━━━━━ Teks yang Diberikan ━━━━━
POLEMIK RUU MINOL
Oleh: Dr. Abdul Hakim Siagian, S.H., M.Hum.Dosen Fakultas Hukum UMSU
Rancangan Undang-Undang Larangan Minuman Beralkohol (RUU Minol) masuk dalam Program Legislasi Nasional Prioritas 2020 sebagai usul inisiatif DPR RI. Adapun pengusul dari RUU ini terdiri atas 21 anggota DPR, yaitu 18 orang dari Fraksi PPP, 2 orang dari Fraksi PKS, dan 1 orang dari Fraksi Gerindra. Berbagai polemik muncul atas RUU Minol ini.
Pihak yang kontra salah satunya menyatakan pendekatan undang-undang ini sangat infantil alias segala sesuatu dilarang. Apalagi ragam tradisi berkaitan dengan minuman alkohol yang telah lama ada di diri masyarakat juga tak bisa dipukul rata dengan satu kebijakan atau perundang-undangan.
Di sisi lain, pengetatan peredaran minol ini tentunya berdampak pada penerimaan negara dari cukai miras, baik minol produksi local maupun yang diimpor. Dikutip dari Kompas.com, penerimaan negara dari cukai Minuman Menggandung Etil Alkohol (MMEA) sampai akhir Juli lalu hanya sebesar Rp 2,64 triliun. Angka tersebut kontraksi 21,44 persen dibanding realisasi sama tahun lalu senilai Rp 3,36 triliun. Penurunan cukai dari minumal beralkohol ini lantaran banyak tempat-tempat pariwisata ditutup sementara akibat pandemi Covid-19. Adapun secara umum, penerimaan cukai per 31 Juni 2020 adalah Rp 88,82 triliun atau 51,35 persen dari targetnya. Penerimaan cukai yang terdiri atas cukai Hasil Tembakau (HT), Minuman Mengandung Etil Alkohol (MMEA), dan Etil Alkohol (EA), tumbuh 7,01 persen dibandingkan bulan Juli tahun 2019. Penerimaan cukai dari MMEA didominasi penerimaan dari minuman beralkohol dari golongan A. Namun, dalam aspek perdagangan, pendapatan miras bagi negara diklaim tidaklah sebanding dengan risiko yang ditimbulkan dari minuman beralkohol.
━━━━━ Data yang Diberikan ━━━━━
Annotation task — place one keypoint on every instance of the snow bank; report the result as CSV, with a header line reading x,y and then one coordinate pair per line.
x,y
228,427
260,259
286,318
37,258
━━━━━
Soal untuk Dikerjakan >>
a) Menurut artikel tentang RUU Minol, berapa jumlah anggota DPR yang mengusulkan RUU tersebut?
b) Sebutkan semua fraksi DPR yang anggotanya tercatat sebagai pengusul dalam artikel tentang RUU Minol.
c) Kembalikan seluruh isi artikel tentang RUU Minol mulai dari "POLEMIK RUU MINOL" hingga "RUU Minol ini.", tanpa perubahan apa pun.
Data ini berasal dari sumber lain.

Jawaban Tiap Soal >>
a) 21 anggota DPR

b) Fraksi PPP, Fraksi PKS, dan Fraksi Gerindra

c)
POLEMIK RUU MINOL
Oleh: Dr. Abdul Hakim Siagian, S.H., M.Hum.Dosen Fakultas Hukum UMSU
Rancangan Undang-Undang Larangan Minuman Beralkohol (RUU Minol) masuk dalam Program Legislasi Nasional Prioritas 2020 sebagai usul inisiatif DPR RI. Adapun pengusul dari RUU ini terdiri atas 21 anggota DPR, yaitu 18 orang dari Fraksi PPP, 2 orang dari Fraksi PKS, dan 1 orang dari Fraksi Gerindra. Berbagai polemik muncul atas RUU Minol ini.